PARA A HISTÓRIA DO COLONIALISMO PORTUGUÊS – 12. LUANDA: 4 DE FEVEREIRO DE 1961

PARA A HISTÓRIA DO COLONIALISMO PORTUGUÊS – 12. LUANDA:  4  DE  FEVEREIRO DE 1961

“Ivuenu, ivuenu, turutuka dii…” (oiçam, oiçam, voltaremos aqui!…). A canção dos nacionalistas insurrectos que estiveram no“ Levantamento de 4 de Fevereiro de1961”, em Luanda, encerrava a mensagem premonitória da vitória final, e era um grito de revolta contra a política colonialista portuguesa e o cortejo espantoso de crimes de quatro séculos de dominação.

Os patriotas angolanos, Neves Bendinha, Paiva Domingos da Silva, Domingos Manuel Mateus, Imperial Santana, Raul Deão, Virgílio Francisco, Bento António e Agostinho Cristóvão, à frente de cerca de 220 homens armados com catanas, tinham a perfeita consciência das poucas ou nulas hipóteses de êxito contra a Polícia e a Tropa armada de espingardas, mas decidiram avançar com as acções revolucionárias que dariam a conhecer ao mundo o drama do povo angolano.

As notícias chegadas a Luanda sobre os bárbaros bombardeamentos com “napalm”, perpetrados pela Força Aérea Portuguesa sobre os camponeses revoltados na Baixa do Cassange, fazendo milhares de vítimas, (houve um piloto que se recusou e foi liminarmente afastado da ForçaAérea); a informação de que os presos políticos do chamado “Processo dos Cinquenta”, iriam ser transferidos para o Campo de Concentração do Tarrafal, na Ilha de Santiago, em Cabo Verde; sobretudo a presença em Luanda de dezenas de jornalistas estrangeiros, na expectativa de ver chegar o paquete “Santa Maria”, que Henrique Galvão havia tomado e rebaptizado de “Santa Liberdade”, denunciando ao mundo o regime fascista e colonialista de Salazar, levaram os revoltosos a decidirem avançar em acções de grande bravura e sacrifício colectivo.

Contavam com o apoio espiritual de monsenhor Manuel Joaquim das Neves, um cónego mestiço angolano, missionário na arquidiocese de Luanda, que embora considerasse a acção prematura e mal preparada, abençoou os revoltosos, certamente por considerar que era a altura de denunciar, “…a política colonial portuguesa de superexploração e terra queimada”. De resto, o próprio, tinha promovido e apoiado materialmente a aquisição dos fardamentos e das catanas guardadas no campanário da Sé Catedral.

Na madrugada de 4 de Fevereiro, enquadrados em vários grupos, os insurrectos atacaram os vários pontos previamente delineados:

   Emboscada  a   uma   patrulha  da  Polícia  Móvel  no  bairro  de Sambizanga (foram mortos 4 polícias);

   Assalto  à  Casa  de  Reclusão  Militar,  junto à  praia  do Bungo onde estavam muitos presos políticos;

  Assalto    ao    aeroporto    Craveiro    Lopes   (comandado  pelo próprio Bendinha);

  Ataque à cadeia  da  Administração  Civil (PIDE) no bairro de São Paulo;

   Ataque à cadeia da 7.ª esquadra da PSP (estrada de Catete);

   Ataque à companhia Móvel da PSP (4ª esquadra);

   Assalto à companhia Indígena;

   Tomada da emissora   Oficial  de  Angola  e  Estação  dos  Correios (bairro dos correios).

**Material extraído**
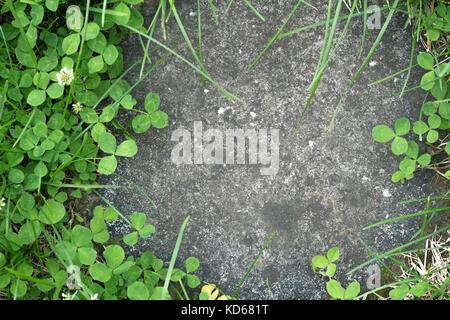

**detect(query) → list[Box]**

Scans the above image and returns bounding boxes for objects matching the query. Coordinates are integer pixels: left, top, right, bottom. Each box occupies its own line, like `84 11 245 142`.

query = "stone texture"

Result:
96 0 436 299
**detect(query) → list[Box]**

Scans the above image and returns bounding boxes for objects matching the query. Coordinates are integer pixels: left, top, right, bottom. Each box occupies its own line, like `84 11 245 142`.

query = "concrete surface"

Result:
96 0 436 299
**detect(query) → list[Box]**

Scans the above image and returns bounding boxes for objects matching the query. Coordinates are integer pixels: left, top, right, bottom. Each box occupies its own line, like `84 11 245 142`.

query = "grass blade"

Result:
328 0 399 131
358 0 367 59
248 0 306 70
244 0 266 22
120 23 242 102
161 216 190 300
231 231 277 299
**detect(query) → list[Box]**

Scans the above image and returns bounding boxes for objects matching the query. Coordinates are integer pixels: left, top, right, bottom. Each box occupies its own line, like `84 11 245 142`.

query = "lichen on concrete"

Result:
96 0 436 299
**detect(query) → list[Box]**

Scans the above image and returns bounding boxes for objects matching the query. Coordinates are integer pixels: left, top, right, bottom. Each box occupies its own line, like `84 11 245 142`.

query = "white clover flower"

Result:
61 291 78 300
56 67 74 86
72 102 84 113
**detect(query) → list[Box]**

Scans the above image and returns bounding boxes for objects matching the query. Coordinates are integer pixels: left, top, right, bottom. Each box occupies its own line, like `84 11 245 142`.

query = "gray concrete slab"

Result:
96 0 430 299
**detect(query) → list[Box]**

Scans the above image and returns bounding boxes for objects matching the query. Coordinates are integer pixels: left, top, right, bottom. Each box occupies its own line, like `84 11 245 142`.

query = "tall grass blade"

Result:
120 23 242 101
232 231 277 299
328 0 399 131
244 0 266 21
161 216 190 300
248 0 306 70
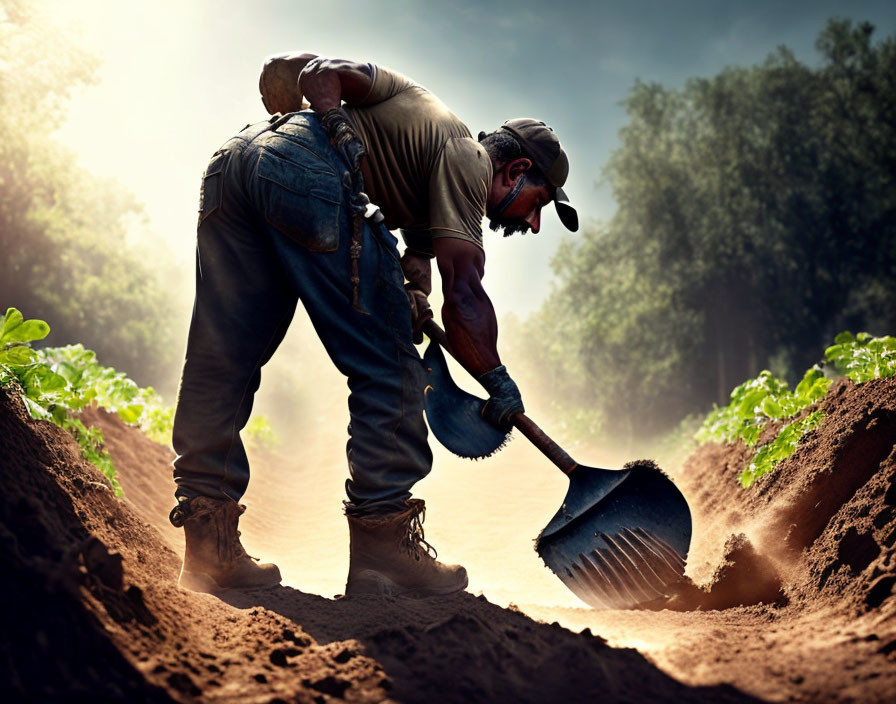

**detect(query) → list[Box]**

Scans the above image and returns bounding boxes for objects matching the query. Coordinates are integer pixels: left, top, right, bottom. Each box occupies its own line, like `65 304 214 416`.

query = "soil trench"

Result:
0 380 896 702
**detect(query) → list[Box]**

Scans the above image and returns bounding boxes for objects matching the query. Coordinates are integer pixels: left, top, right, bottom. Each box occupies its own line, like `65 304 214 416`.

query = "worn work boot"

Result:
171 496 280 594
345 499 467 598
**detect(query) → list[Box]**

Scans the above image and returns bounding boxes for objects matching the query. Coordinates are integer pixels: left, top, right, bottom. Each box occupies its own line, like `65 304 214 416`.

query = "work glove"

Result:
404 283 432 345
320 108 370 212
479 364 526 431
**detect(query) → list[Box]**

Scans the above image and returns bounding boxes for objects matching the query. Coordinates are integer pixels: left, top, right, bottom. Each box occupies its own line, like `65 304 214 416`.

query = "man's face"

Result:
486 184 552 237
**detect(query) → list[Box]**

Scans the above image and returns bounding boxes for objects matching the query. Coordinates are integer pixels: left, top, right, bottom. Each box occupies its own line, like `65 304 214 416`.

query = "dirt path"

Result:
0 381 896 702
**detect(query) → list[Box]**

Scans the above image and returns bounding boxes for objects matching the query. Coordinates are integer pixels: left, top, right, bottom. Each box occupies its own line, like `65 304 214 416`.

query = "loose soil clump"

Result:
0 389 756 703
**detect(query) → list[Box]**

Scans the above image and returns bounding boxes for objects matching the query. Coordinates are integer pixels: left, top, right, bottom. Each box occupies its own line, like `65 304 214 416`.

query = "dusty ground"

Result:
0 381 896 702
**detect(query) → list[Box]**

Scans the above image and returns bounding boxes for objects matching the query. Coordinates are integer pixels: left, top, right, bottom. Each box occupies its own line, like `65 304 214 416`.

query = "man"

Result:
171 54 577 596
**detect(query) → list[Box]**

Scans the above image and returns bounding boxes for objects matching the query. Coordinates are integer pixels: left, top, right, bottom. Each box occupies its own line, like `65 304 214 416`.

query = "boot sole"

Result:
177 570 280 594
345 570 470 599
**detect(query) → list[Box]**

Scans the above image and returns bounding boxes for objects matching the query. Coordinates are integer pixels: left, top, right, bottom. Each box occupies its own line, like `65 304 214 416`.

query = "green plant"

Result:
695 332 896 488
824 331 896 384
737 411 824 489
696 366 831 447
0 308 122 496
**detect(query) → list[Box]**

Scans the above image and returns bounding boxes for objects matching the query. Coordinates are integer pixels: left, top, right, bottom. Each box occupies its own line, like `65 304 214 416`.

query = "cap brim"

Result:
554 186 579 232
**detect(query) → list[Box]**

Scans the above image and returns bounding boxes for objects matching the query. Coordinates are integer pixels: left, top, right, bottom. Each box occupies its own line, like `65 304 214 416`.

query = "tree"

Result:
0 0 175 383
523 20 896 448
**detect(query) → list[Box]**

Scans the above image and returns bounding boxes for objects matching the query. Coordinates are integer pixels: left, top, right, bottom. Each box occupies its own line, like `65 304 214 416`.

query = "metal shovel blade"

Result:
423 342 508 459
535 461 691 609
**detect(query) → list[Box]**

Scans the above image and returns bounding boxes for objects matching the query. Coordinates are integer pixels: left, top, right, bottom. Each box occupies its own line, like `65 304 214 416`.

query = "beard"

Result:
488 217 530 237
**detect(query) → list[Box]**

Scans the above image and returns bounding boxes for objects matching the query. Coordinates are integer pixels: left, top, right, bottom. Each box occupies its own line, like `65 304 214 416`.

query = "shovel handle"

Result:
423 319 578 474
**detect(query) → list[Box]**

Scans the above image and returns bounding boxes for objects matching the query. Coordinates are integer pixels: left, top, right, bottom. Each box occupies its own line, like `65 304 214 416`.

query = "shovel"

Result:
423 320 691 609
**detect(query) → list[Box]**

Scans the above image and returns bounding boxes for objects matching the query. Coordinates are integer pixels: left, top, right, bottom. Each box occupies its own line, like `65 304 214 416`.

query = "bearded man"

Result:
171 53 578 597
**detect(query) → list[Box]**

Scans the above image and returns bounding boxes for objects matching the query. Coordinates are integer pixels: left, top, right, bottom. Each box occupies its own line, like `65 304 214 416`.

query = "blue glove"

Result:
478 364 526 430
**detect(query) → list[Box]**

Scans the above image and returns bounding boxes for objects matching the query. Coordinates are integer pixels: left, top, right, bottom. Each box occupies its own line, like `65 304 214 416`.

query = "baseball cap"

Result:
499 117 579 232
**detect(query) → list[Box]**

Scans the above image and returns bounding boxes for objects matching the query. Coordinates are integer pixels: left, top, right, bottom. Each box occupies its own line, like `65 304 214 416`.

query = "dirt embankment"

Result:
0 390 756 704
670 379 896 608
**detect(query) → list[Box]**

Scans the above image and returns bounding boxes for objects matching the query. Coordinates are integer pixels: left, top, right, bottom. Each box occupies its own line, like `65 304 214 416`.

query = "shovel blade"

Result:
535 461 691 609
423 342 508 459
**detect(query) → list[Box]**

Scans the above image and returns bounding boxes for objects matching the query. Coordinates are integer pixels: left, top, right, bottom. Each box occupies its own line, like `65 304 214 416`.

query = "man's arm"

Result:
299 56 373 114
433 237 501 378
433 237 526 430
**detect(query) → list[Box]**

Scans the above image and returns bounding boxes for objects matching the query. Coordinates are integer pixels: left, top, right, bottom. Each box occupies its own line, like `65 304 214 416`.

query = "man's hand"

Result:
479 364 526 430
401 250 433 345
404 284 432 345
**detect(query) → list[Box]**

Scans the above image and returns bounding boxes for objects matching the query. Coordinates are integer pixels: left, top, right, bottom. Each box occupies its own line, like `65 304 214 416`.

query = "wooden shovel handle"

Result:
423 319 578 474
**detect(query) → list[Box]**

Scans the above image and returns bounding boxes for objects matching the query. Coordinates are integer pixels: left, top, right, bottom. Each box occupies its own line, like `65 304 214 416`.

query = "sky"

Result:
50 0 896 316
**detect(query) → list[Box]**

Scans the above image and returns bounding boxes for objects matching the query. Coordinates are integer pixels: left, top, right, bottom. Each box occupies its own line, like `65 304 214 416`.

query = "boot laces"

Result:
215 504 259 562
404 502 439 561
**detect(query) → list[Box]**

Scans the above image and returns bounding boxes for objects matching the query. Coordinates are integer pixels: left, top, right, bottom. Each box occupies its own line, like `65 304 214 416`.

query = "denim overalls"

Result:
174 111 432 515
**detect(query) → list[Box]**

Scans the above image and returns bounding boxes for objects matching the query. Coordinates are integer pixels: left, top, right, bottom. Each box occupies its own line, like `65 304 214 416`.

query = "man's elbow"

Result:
443 286 482 320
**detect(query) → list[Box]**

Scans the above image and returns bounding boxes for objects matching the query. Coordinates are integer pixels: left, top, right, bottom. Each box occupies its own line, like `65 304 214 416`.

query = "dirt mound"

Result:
679 379 896 608
0 389 755 703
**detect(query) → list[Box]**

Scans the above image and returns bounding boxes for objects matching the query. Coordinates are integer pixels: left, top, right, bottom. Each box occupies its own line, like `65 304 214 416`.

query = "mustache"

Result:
488 218 531 237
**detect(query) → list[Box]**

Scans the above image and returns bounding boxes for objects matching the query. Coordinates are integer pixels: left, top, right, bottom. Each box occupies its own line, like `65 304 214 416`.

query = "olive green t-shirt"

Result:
346 64 492 254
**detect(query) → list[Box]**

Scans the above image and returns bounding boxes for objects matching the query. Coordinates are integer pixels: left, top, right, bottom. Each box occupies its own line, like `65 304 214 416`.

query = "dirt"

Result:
0 380 896 702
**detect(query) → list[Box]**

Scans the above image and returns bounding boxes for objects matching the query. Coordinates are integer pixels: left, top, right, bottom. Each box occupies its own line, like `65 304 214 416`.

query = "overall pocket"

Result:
257 140 343 252
197 149 228 225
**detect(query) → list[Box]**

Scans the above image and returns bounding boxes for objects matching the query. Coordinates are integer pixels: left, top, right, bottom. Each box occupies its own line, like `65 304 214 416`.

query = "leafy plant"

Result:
0 308 122 496
0 308 278 495
824 331 896 384
737 411 824 489
696 366 831 447
695 332 896 488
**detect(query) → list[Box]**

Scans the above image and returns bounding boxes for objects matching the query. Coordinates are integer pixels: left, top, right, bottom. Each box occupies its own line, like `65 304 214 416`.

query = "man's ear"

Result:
505 157 532 183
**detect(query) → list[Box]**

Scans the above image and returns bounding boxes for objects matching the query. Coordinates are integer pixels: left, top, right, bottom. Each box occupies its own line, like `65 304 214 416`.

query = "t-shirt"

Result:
345 64 492 254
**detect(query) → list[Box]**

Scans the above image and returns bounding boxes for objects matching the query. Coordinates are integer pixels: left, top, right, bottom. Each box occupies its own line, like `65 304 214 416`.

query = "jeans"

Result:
173 112 432 515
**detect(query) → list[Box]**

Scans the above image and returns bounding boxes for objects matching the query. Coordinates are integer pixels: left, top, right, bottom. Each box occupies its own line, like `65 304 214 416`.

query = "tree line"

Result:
510 19 896 448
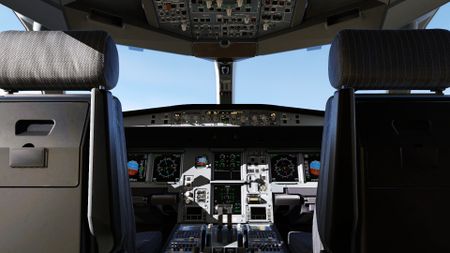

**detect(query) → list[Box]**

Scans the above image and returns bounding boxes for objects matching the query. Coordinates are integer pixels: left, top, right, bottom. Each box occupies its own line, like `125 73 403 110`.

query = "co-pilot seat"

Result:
314 30 450 253
0 31 161 253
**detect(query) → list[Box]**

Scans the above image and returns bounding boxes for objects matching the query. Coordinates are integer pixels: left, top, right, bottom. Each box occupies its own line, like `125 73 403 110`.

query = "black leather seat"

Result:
317 30 450 253
288 231 313 253
0 31 161 252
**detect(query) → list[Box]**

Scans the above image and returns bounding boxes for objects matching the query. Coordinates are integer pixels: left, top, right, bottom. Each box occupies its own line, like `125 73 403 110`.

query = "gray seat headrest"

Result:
0 31 119 90
328 30 450 90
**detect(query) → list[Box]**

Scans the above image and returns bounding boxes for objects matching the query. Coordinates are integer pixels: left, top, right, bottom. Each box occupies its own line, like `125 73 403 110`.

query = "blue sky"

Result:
0 4 450 110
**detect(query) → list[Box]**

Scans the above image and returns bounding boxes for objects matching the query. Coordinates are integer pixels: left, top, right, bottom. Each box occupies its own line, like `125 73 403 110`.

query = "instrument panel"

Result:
128 148 320 224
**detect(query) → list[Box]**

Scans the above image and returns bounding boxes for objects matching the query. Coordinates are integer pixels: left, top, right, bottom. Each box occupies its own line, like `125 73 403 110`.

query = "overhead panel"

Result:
149 0 304 41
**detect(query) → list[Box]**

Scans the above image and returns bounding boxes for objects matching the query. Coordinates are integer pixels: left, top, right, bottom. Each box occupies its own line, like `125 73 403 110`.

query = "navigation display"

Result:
213 184 241 214
213 152 242 180
270 153 299 182
152 154 181 183
303 152 320 182
127 153 147 182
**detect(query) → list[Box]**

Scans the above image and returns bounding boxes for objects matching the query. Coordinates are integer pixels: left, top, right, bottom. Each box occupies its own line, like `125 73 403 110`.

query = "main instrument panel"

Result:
124 105 323 253
128 149 320 223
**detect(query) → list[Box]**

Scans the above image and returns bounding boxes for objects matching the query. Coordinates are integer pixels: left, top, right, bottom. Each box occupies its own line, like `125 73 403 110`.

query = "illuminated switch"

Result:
227 7 233 17
181 23 187 32
206 0 212 9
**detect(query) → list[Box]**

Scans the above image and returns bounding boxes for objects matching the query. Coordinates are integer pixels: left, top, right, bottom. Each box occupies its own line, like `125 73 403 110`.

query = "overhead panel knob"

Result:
206 0 212 9
227 7 233 17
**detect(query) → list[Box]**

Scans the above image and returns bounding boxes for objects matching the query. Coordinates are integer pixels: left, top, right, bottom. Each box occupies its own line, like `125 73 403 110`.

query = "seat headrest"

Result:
328 30 450 90
0 31 119 90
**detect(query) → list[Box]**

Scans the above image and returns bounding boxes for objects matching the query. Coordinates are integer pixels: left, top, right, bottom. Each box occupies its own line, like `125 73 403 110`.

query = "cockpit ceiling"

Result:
0 0 447 59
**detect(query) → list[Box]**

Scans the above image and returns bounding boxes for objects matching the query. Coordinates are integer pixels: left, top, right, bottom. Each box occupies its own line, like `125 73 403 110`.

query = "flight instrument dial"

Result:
270 154 298 182
153 154 181 182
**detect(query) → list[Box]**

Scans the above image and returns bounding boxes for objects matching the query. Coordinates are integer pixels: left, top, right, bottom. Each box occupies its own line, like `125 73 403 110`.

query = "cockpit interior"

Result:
0 0 450 253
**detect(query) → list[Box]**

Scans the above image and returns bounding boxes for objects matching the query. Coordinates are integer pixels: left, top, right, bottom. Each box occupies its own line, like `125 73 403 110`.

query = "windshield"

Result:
0 3 450 110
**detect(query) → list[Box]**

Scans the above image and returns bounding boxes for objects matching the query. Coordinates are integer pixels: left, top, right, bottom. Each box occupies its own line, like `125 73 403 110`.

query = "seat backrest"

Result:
317 30 450 253
0 31 135 252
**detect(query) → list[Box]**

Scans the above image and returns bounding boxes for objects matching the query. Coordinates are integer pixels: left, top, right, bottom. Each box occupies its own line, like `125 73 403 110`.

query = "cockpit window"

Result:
0 3 450 107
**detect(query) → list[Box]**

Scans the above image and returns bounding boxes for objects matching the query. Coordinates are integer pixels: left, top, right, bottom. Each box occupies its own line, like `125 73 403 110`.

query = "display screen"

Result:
127 154 147 182
195 155 208 169
270 153 299 182
213 184 241 214
152 154 181 182
303 152 320 182
213 152 242 180
250 207 266 220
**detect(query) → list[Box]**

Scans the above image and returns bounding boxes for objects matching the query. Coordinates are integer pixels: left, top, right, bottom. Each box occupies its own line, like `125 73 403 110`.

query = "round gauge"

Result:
153 155 180 182
271 154 298 182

**Tarefas e exercícios**
1. Segundo o texto sobre o 4 de Fevereiro de 1961, onde estavam guardadas as catanas?
2. Resuma de forma mais breve o parágrafo do texto sobre o 4 de Fevereiro de 1961 que começa por "Os patriotas angolanos, Neves Bendinha", mantendo os factos principais.
3. Dê seguimento ao texto sobre o 4 de Fevereiro de 1961 a partir do ponto em que termina.

**Respostas**
1. No campanário da Sé Catedral.

2. Neves Bendinha, Paiva Domingos da Silva, Domingos Manuel Mateus, Imperial Santana, Raul Deão, Virgílio Francisco, Bento António e Agostinho Cristóvão lideravam cerca de 220 homens armados com catanas. Sabiam ter poucas ou nulas hipóteses contra a Polícia e a Tropa, armadas de espingardas, mas avançaram para dar a conhecer ao mundo o drama do povo angolano.

3.
Nenhum dos objectivos foi alcançado. Foram mortos 7 polícias portugueses e morreram nos assaltos dezenas de autóctones, sendo os restantes, com poucas excepções, feridos, presos, interrogados, torturados e eliminados pela PIDE no Forte de S. Pedro da Barra. A polícia política dizia não ter tempo para instruir os “processos legais”, abatia e pronto!

Logo no dia dos funerais dos polícias brancos, com milhares de colonos europeus no cemitério de Sant´Ana, começou a terrível “révanche”, com a perseguição, espancamento e morte de gente negra e indefesa, que seguia num machimbombo (autocarro), ou de trabalhadores de uma oficina perto.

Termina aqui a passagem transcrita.